**Alıntı**
*****
Sıcak bastıkça düşünüyorum esiyor mu acaba odaları? -Hücre/koğuş kelimeleri hiç oturamadı aklıma.-

Selami Şahin'den gelsin mi hepimiz için "Sen gittin ya pencereme bir kez güneş doğmadı." Sizden sonra pek de mutluluk olmadı.

25 Nisan'dan bu yana, sizin tutukluluğunuz hepimize ceza. Kalanlar, sizden kalan boşluğu ve sızıyı yaşıyor.

Depremler oluyor, kentsel dönüşüm adı altında insanların evleri başlarına yıkılıyor, davalar celselerce...

Ümitsizliğe kapılmayalım, direniyoruz, tepki veriyoruz elbette ama işte gözler, tam yeri, tam zamanında, tam da işinin ehlini arıyor.

Hani eğitimin "hocam eti senin kemiği benim" dönemlerinde, eğitimde dayak şart sanılan zamanlarda, okul müdürünün tehdidi karşısında bütün sınıf cezaya gitmesin diye, biri kendini ortaya atardı da onun avucuna inen her cetvel, güya cezadan yırtan tüm sınıfa bin beter acı ve utanç verirdi ya, öyle bir hal bizimki.

Öte yandan sizin tutukluluğunuz buz dolu bir kova döktü kafamızdan aşağı.

Her kim ki bıkacakmış koşturmaktan, yılıp gidecekmiş buralardan, kendi işlerine bakacakmış biraz da... Aklına şaşarım, yok öyle yağma.
Buz dolu bir kova kafadan aşağıya: Dört aylık bir tutukluluk var şurada. Koca Gezi'nin ağırlığını vermişiz sırtınıza, 8 milyon insan adına, günler çalınıyor ömrünüzden, biri de çıkıp yorulacakmış, yok ya. Bitti o iş.

Sizin tahliyeye kadar, kafa izinleri iptal.

Gezi'de her saniye hissettiğimiz bir histi: Haklıyken daha haklı olmak.
*****
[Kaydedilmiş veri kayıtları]

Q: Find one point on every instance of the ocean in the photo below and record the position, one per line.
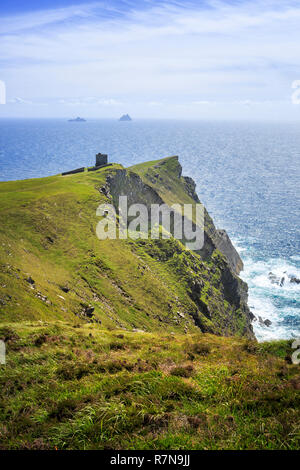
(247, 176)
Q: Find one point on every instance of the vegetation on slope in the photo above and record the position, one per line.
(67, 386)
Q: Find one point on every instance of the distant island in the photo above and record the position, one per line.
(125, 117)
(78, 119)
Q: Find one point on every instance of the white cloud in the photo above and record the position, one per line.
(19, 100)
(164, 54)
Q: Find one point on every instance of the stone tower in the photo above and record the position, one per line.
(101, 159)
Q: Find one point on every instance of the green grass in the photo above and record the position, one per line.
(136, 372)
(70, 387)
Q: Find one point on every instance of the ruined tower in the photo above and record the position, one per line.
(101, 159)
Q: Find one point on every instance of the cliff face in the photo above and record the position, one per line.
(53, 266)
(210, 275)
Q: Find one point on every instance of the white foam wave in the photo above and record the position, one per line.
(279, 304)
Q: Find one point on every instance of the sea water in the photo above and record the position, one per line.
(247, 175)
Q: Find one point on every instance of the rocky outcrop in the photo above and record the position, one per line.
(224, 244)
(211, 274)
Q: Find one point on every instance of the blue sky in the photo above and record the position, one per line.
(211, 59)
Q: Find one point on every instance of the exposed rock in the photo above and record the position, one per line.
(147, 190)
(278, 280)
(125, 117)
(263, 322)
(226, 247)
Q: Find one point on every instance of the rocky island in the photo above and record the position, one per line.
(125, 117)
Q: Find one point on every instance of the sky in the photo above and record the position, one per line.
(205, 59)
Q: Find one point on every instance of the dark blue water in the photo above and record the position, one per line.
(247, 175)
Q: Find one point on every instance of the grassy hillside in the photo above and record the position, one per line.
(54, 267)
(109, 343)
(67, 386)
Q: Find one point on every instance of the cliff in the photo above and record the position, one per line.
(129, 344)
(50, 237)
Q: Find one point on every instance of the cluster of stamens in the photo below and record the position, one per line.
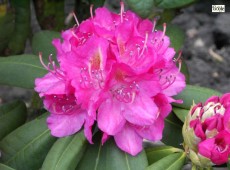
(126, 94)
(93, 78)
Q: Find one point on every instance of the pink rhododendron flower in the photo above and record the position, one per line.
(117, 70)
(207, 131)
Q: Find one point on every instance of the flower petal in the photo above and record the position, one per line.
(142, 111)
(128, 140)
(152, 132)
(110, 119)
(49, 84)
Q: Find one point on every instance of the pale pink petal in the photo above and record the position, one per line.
*****
**Yapılacak iş**
Alıntının "Selami Şahin'den gelsin" sözcüklerini içeren yerden başlayıp "işinin ehlini arıyor." sözcüklerinden sonra biten bölümünü, "Depremler" yerine "Seller" koyarak yeniden yazın.

**Tamamlanmış yanıt**
Selami Şahin'den gelsin mi hepimiz için "Sen gittin ya pencereme bir kez güneş doğmadı." Sizden sonra pek de mutluluk olmadı.

25 Nisan'dan bu yana, sizin tutukluluğunuz hepimize ceza. Kalanlar, sizden kalan boşluğu ve sızıyı yaşıyor.

Seller oluyor, kentsel dönüşüm adı altında insanların evleri başlarına yıkılıyor, davalar celselerce...

Ümitsizliğe kapılmayalım, direniyoruz, tepki veriyoruz elbette ama işte gözler, tam yeri, tam zamanında, tam da işinin ehlini arıyor.